### EXTRAIT DU DOCUMENT
● ● ●

Eleveurs ovins : des trajectoires singulières pour assurer la relève
Confrontée au vieillissement de ses éleveurs, la filière ovine bénéficie pourtant d’un taux de renouvellement plus dynamique que d’autres secteurs. Un phénomène analysé récemment à l’occasion de la conférence Grand Angle ovin proposée par l’Idèle (Institut de l’élevage).

Traditionnellement organisé en présentiel, le cycle de conférences « Grand Angle » proposé par l’Idèle s’est tenu à distance en mai dernier. La filière ovine a ouvert le bal de cette série 2021 où une fois n’est pas coutume, de nombreux thèmes ont été balayés (état du marché, impact du Brexit, organisation du travail, techniques de pâturage, alimentation, sélection…). A l’heure, où la moitié des éleveurs ovins ont plus de 50 ans, la question du renouvellement des générations a fait l’objet d’un focus approfondi. « Travailler sur l’attractivité du métier, la compétitivité et la vivabilité est un enjeu majeur si nous voulons assurer un avenir à la filière ovine française », indique Brigitte Singla, éleveuse de brebis laitières dans l’Hérault, présidente de la commission filière ovine de l’Idèle et secrétaire générale de la FNO. Pour disposer d’une vision objective des forces en présence, Christophe Perrot, chargé de mission économie et territoires à l’Idèle, a passé au crible les données de la MSA enrichies par celles de la BDNI : « Le point de départ de ces travaux s’explique par des résultats déroutants des analyses MSA qui signalent des singularités du secteur ovins-caprins. En effet, entre 2010 et 2019, cette population n’a diminué que de 0,2 % par an contre 1,3 % pour les agriculteurs en général.
Le secteur ovins-caprins bénéficie du meilleur taux de remplacement, de l’ordre de 80 à 100 % quand le secteur bovins lait et mixte plafonne autour de 50 % ». Un travail d’analyse et d’isolement des données, entre ovins et caprins notamment, a permis d’affiner cette approche démographique.

● ● ●

### ENREGISTREMENTS FOURNIS

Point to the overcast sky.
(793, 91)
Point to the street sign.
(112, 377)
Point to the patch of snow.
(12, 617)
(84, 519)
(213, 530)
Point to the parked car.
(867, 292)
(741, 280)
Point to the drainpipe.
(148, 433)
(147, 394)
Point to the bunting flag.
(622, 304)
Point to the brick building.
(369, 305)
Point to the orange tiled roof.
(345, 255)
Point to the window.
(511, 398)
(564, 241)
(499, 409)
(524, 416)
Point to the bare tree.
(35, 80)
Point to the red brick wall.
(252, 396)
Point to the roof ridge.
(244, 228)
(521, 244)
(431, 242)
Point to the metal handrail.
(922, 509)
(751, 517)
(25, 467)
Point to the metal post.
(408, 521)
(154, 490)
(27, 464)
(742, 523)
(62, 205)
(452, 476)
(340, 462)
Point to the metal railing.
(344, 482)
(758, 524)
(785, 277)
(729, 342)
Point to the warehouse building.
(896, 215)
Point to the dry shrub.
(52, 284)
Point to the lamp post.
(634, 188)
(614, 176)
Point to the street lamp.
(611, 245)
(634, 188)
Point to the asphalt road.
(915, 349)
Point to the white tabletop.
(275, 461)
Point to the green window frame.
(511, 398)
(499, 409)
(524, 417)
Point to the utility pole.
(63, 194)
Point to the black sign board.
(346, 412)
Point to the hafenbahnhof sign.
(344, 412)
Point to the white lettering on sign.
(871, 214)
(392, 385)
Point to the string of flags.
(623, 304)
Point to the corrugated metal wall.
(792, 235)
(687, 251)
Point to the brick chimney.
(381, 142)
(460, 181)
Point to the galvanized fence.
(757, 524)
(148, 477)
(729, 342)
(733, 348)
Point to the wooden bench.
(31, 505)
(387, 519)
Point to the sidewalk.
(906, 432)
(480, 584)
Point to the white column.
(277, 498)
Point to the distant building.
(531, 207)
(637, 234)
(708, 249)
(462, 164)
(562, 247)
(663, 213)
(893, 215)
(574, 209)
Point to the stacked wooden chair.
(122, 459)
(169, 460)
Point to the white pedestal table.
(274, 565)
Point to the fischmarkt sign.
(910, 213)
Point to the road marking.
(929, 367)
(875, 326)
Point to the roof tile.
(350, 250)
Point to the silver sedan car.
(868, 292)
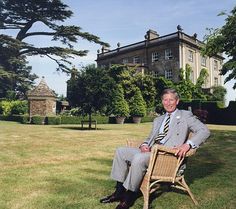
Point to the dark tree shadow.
(79, 128)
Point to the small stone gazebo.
(42, 100)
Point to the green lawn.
(63, 167)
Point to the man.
(170, 129)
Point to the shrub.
(53, 120)
(16, 107)
(119, 106)
(37, 119)
(19, 107)
(137, 104)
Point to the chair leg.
(145, 191)
(189, 191)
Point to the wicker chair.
(163, 167)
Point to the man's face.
(169, 102)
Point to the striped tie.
(160, 136)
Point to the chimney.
(151, 34)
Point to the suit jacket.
(182, 123)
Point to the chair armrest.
(172, 151)
(133, 143)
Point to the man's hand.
(145, 148)
(182, 150)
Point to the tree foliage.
(137, 104)
(90, 89)
(218, 94)
(26, 20)
(119, 106)
(222, 40)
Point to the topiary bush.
(38, 119)
(119, 106)
(137, 104)
(53, 120)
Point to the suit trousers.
(131, 175)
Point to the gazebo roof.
(42, 90)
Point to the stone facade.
(42, 100)
(165, 56)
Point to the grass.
(63, 167)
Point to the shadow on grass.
(203, 164)
(79, 128)
(101, 161)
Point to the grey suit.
(182, 123)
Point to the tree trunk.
(90, 121)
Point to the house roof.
(42, 90)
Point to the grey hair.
(170, 91)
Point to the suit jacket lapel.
(174, 122)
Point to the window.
(168, 74)
(155, 56)
(136, 60)
(203, 61)
(125, 61)
(155, 74)
(216, 83)
(215, 66)
(168, 54)
(190, 55)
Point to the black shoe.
(111, 198)
(128, 200)
(123, 205)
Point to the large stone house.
(165, 56)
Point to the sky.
(126, 22)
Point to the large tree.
(222, 40)
(21, 19)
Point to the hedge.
(56, 120)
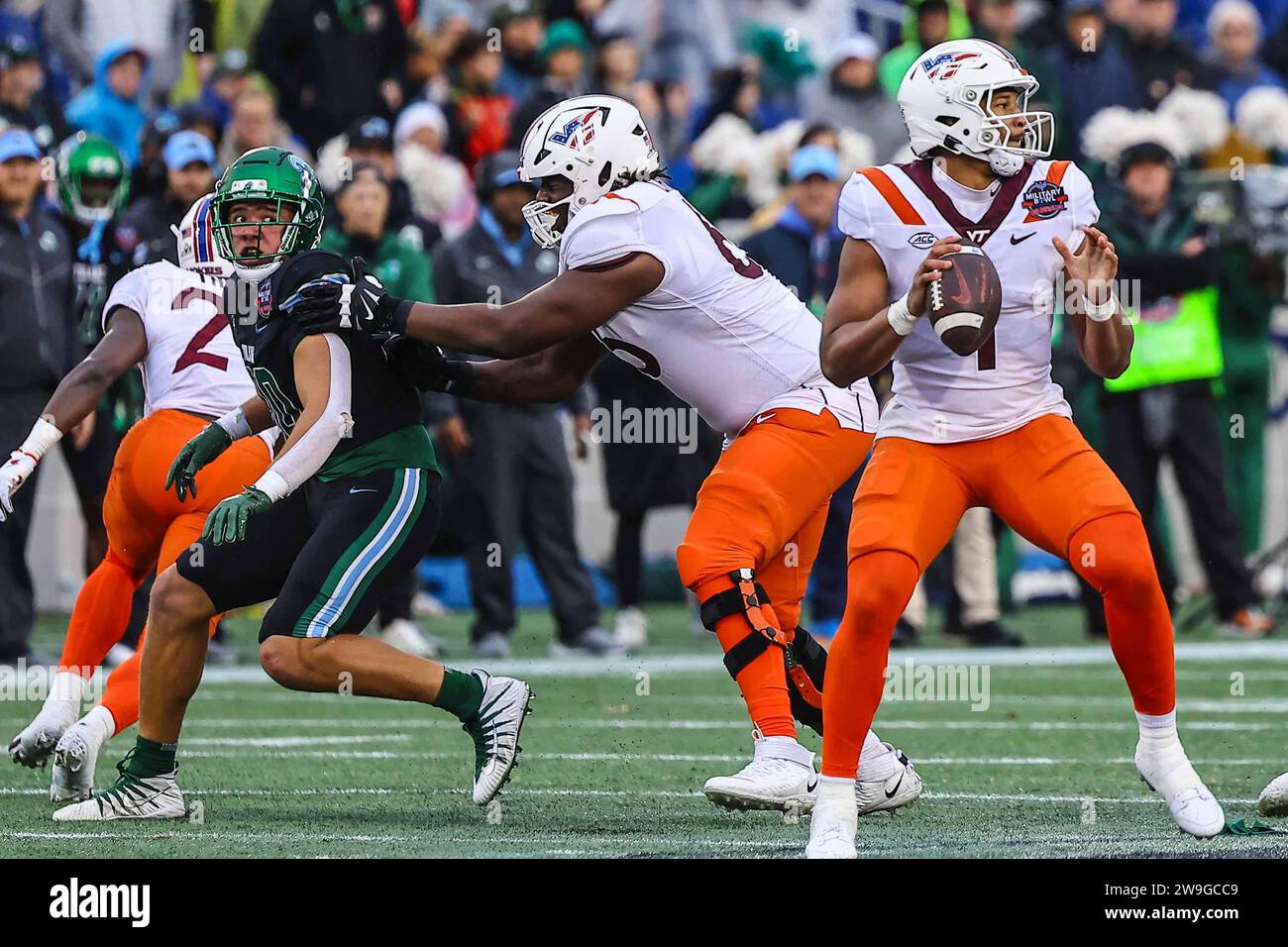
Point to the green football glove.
(194, 455)
(227, 522)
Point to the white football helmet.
(196, 236)
(596, 142)
(947, 102)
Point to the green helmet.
(93, 180)
(281, 178)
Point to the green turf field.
(614, 761)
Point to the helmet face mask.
(283, 184)
(93, 184)
(596, 144)
(949, 101)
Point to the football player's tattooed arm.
(1104, 344)
(550, 375)
(121, 348)
(568, 307)
(323, 380)
(858, 331)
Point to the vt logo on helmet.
(970, 97)
(591, 142)
(267, 206)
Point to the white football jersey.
(192, 363)
(720, 331)
(901, 210)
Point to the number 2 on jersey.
(192, 355)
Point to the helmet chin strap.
(1005, 163)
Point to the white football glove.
(13, 474)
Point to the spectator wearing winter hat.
(1159, 58)
(849, 94)
(1089, 58)
(256, 124)
(441, 188)
(1234, 27)
(24, 101)
(370, 140)
(189, 166)
(563, 55)
(522, 37)
(112, 106)
(478, 116)
(228, 80)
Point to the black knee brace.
(804, 660)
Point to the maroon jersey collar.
(919, 172)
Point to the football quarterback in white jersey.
(990, 428)
(168, 321)
(643, 274)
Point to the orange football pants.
(147, 528)
(764, 506)
(1047, 484)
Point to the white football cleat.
(1167, 771)
(893, 792)
(75, 757)
(496, 733)
(130, 796)
(781, 776)
(1274, 797)
(630, 629)
(38, 740)
(833, 825)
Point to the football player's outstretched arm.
(550, 375)
(568, 307)
(1104, 337)
(861, 333)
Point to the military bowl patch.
(1043, 200)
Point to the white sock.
(99, 723)
(785, 749)
(67, 688)
(876, 762)
(835, 788)
(1158, 729)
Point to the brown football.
(964, 304)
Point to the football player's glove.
(227, 522)
(426, 368)
(361, 305)
(13, 474)
(194, 455)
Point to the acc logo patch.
(1043, 200)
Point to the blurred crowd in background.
(411, 111)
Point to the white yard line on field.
(709, 663)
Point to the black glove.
(426, 368)
(361, 305)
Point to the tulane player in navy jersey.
(351, 502)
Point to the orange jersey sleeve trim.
(885, 187)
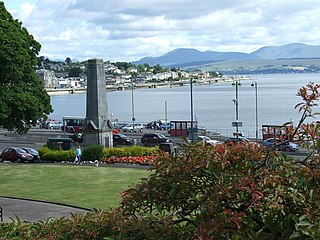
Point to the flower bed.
(143, 160)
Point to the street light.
(236, 124)
(132, 104)
(255, 85)
(191, 107)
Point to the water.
(212, 104)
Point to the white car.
(137, 127)
(55, 125)
(208, 141)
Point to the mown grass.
(85, 186)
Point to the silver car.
(137, 127)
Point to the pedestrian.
(78, 155)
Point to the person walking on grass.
(78, 155)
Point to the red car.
(16, 155)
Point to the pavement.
(35, 211)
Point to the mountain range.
(187, 57)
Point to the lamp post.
(191, 108)
(237, 124)
(132, 104)
(255, 85)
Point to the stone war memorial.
(98, 128)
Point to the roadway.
(37, 137)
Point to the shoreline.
(67, 91)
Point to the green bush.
(92, 152)
(133, 151)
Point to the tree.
(23, 99)
(68, 61)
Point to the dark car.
(153, 139)
(33, 152)
(121, 140)
(280, 145)
(15, 155)
(236, 140)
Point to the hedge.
(94, 152)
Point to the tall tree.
(23, 99)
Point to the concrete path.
(34, 211)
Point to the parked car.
(14, 154)
(208, 140)
(54, 125)
(281, 145)
(33, 152)
(235, 140)
(153, 139)
(121, 140)
(137, 127)
(165, 126)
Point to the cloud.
(127, 30)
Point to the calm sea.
(213, 105)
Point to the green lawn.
(85, 186)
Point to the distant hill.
(293, 50)
(186, 57)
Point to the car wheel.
(287, 149)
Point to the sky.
(128, 30)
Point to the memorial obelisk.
(98, 129)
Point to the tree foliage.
(23, 99)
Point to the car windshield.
(205, 138)
(31, 150)
(161, 135)
(19, 150)
(122, 135)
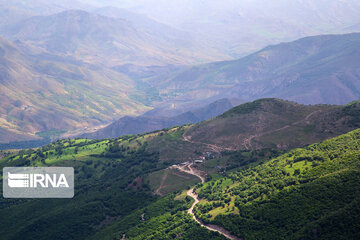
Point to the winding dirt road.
(190, 170)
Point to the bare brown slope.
(275, 123)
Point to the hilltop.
(311, 70)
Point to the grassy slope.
(274, 123)
(310, 193)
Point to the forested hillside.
(309, 193)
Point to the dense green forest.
(306, 193)
(309, 193)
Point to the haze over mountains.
(147, 123)
(319, 69)
(118, 58)
(98, 39)
(183, 116)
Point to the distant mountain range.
(274, 123)
(41, 92)
(98, 39)
(319, 69)
(144, 123)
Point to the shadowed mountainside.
(319, 69)
(141, 124)
(42, 92)
(99, 39)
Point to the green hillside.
(309, 193)
(125, 186)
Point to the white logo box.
(38, 182)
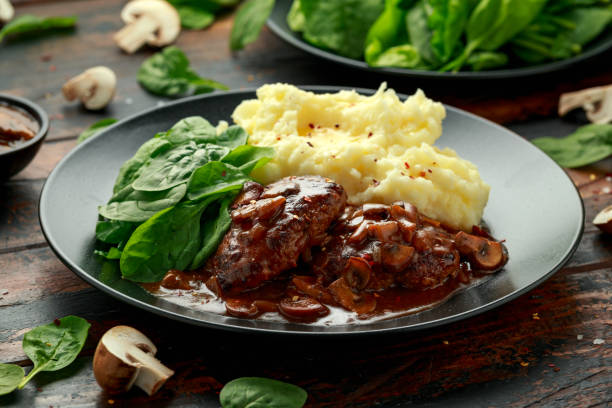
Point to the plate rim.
(320, 330)
(522, 72)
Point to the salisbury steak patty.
(270, 228)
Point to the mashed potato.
(378, 148)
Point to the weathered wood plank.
(488, 348)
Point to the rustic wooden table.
(506, 357)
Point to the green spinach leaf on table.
(586, 145)
(10, 377)
(249, 20)
(256, 392)
(95, 128)
(54, 346)
(167, 73)
(29, 24)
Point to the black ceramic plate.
(533, 205)
(278, 24)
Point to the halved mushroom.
(153, 22)
(597, 103)
(483, 253)
(125, 357)
(6, 11)
(603, 220)
(95, 87)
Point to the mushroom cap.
(124, 357)
(160, 10)
(95, 87)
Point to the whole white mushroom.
(153, 22)
(95, 87)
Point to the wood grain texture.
(505, 357)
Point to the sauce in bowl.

● ● ●

### CONSIGNES
A - Recopiez à l'identique les enregistrements, depuis la ligne qui contient « Point to the shadowed mountainside. » jusqu'à la fin, ces deux bornes comprises. N'incluez pas les images dans votre réponse.
B - Rédigez la suite du texte sur le renouvellement des éleveurs ovins à partir de sa dernière phrase.

### RÉPONSES FOURNIES
A -
Point to the shadowed mountainside.
(319, 69)
(141, 124)
(42, 92)
(99, 39)
Point to the green hillside.
(309, 193)
(125, 186)
Point to the white logo box.
(38, 182)
Point to the plate rim.
(320, 330)
(522, 72)
Point to the salisbury steak patty.
(270, 228)
Point to the mashed potato.
(378, 148)
Point to the weathered wood plank.
(488, 348)
Point to the rustic wooden table.
(506, 357)
Point to the green spinach leaf on table.
(586, 145)
(10, 377)
(249, 20)
(256, 392)
(95, 128)
(54, 346)
(167, 73)
(29, 24)
Point to the black ceramic plate.
(533, 205)
(278, 24)
Point to the halved mushroom.
(153, 22)
(597, 103)
(483, 253)
(125, 357)
(6, 11)
(603, 220)
(95, 87)
Point to the mushroom cap.
(124, 357)
(160, 10)
(95, 87)
Point to the whole white mushroom.
(153, 22)
(95, 87)
Point to the wood grain texture.
(505, 357)
Point to the sauce in bowl.

B -
Un turn-over plus important
Au final, on arrive en ovins viande à un taux de remplacement (entrants/sortants) de 94 % et un taux de renouvellement de 9 % avec toutefois de fortes disparités selon les régions. Midi-Pyrénées, Provence-Alpes-Côte d’Azur et Rhône-Alpes avec en tête Drôme et Ardèche, sont les territoires où la dynamique d’installations est la plus forte. « Ce taux de renouvellement élevé cache un phénomène de turn-over sensiblement plus important que dans les secteurs bovins lié à une plus grande fréquence des carrières courtes (10-15 ans) voire très courtes (moins de 5 ans) », précise Christophe Perrot. Ce renouvellement est le résultat de 506 installations par an avec des systèmes très différents où les tailles de cheptel varient du simple au triple selon la forme juridique. Si la filière ovine n’échappe pas au vieillissement de ses éleveurs, il est toutefois moins marqué que dans d’autres filières à la faveur de l’allongement des carrières des exploitants en place, de la progression d’installations tardives, fruit de l’arrivée des Nima (lire ci-dessous), et d’installations de jeunes stimulées par une politique agricole commune plus attractive et de politiques à l’installation plus favorables depuis 2013 notamment.
Un décalage entre offres et demandes
Reste que l’enjeu du renouvellement des générations, des actifs et du potentiel de production est bien réel quand on sait qu’entre 24 et 38 % des brebis viande sont actuellement gérées par des éleveurs de plus de 50 ans. Cet enjeu se heurte toutefois à des vents parfois contraires. « Il existe un double décalage : entre les souhaits de nombreux candidats à l’installation et l’offre de fermes où il y a de plus en plus souvent de places (dans une forme sociétaire) à reprendre ; et entre les projets agricoles des récents installés ou certaines trajectoires d’exploitations et les attentes des filières longues pour approvisionner les outils de transformation », analyse Christophe Perrot.
Sophie Chatenet
ZOOM SUR / Nom de code : Nima

N.I.M.A. ou Nima. Encore un acronyme dont est friand l’univers agricole qui désigne les personnes « Non issues du monde agricole » qui font le choix de l’installation en agriculture. En 2017, plus de 62 % des 21 278¹ porteurs de projets qui ont poussé la porte d’un Point infos installation étaient des Nima. C’est dire si une part importante de l’avenir de l’agriculture est entre leurs mains. La Confédération nationale de l’élevage (CNE) a commandé un travail exploratoire pour analyser les parcours de ces publics qui choisissent les filières ruminantes. « On a des parcours et des personnes très variées.
Il n’y a pas de profil spécifique et des apports multiples possibles », explique Alizée Chouteau de l’Idèle. Les seuls dénominateurs communs semblent être la volonté de reconversion. « On retrouve peu de Nima en formation initiale » et la présence d’un déclencheur « inspirant » : un grand-père, un ami, un oncle… qui est ou a été agriculteur.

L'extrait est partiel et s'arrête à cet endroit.